_Brief_
The pictures stay out. Please retype every line below exactly.

[Opening Materials provided section]

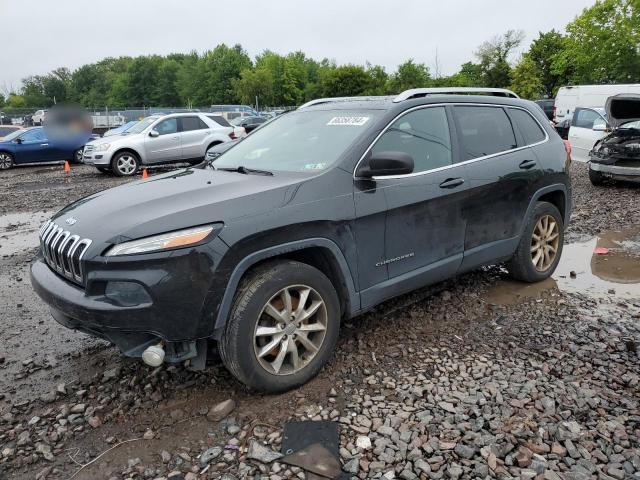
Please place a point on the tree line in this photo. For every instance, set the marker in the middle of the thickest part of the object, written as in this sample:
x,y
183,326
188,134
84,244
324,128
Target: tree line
x,y
601,45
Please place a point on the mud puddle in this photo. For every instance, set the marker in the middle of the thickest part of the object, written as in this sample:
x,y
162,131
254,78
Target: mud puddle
x,y
603,267
19,231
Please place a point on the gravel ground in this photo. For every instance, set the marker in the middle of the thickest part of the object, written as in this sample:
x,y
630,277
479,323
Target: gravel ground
x,y
478,377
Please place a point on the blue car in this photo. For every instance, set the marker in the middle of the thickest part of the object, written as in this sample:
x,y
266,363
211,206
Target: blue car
x,y
38,145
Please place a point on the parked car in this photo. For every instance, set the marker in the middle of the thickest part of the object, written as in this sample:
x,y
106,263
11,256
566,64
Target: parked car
x,y
586,96
249,123
617,156
40,145
588,125
547,105
120,129
177,137
38,117
234,132
8,129
314,218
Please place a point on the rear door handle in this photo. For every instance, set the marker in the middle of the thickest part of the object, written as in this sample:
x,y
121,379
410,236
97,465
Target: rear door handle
x,y
452,183
527,164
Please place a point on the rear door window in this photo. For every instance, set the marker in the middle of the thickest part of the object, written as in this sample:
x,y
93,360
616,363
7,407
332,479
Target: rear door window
x,y
528,127
585,118
423,134
484,131
192,123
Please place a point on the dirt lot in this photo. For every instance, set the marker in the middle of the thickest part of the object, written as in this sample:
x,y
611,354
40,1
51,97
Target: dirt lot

[Closing Materials provided section]

_Reply_
Please place a point on the tree line in this photo. For every instance, set the marker in the middle of the thickest part of the object, written as in this sample:
x,y
183,326
188,134
84,244
324,128
Target: tree line
x,y
601,45
Please place a point on the mud puddle in this photo. For every instance, set the marker in the middle of the thickest part of the object, written as in this sample:
x,y
162,131
254,78
Target: mud puddle
x,y
603,267
19,231
Please place a point on the gravel ground in this photo. For every instance, set the marker in the middle of the thickest part of the object, written as in this sample:
x,y
630,277
479,323
Target: gravel ground
x,y
478,377
Please place a point on the blue car in this photo. For every instance, set the marker in the middle of the thickest part of the object, written as in this sample:
x,y
266,363
211,206
Target: blue car
x,y
38,145
Please place a point on the parked car in this photo. For every instance, set the marker in the middle of the thickest part of the object, written as in this sample:
x,y
106,263
11,256
566,64
Target: parked car
x,y
586,96
249,123
617,156
40,145
588,125
547,105
120,129
177,137
38,117
234,132
8,129
314,218
Please place a point on the rear door handle in this photo. For every instance, set the marker in the middle of the thickest part of the object, written as in this sample:
x,y
121,379
410,236
97,465
Target: rear door handle
x,y
452,183
527,164
Please place a point on the rear door window in this photo. For every instance, set the marker in the middle of the thickest part of the object, written as in this sample:
x,y
93,360
616,363
7,407
332,479
Target: rear door window
x,y
528,127
585,118
423,134
484,131
192,123
Please place a point on the dirt lot in this photo. For every instance, set the marker in the middle of the thickest part of the object, written as in this sample:
x,y
611,354
40,1
51,97
Target: dirt lot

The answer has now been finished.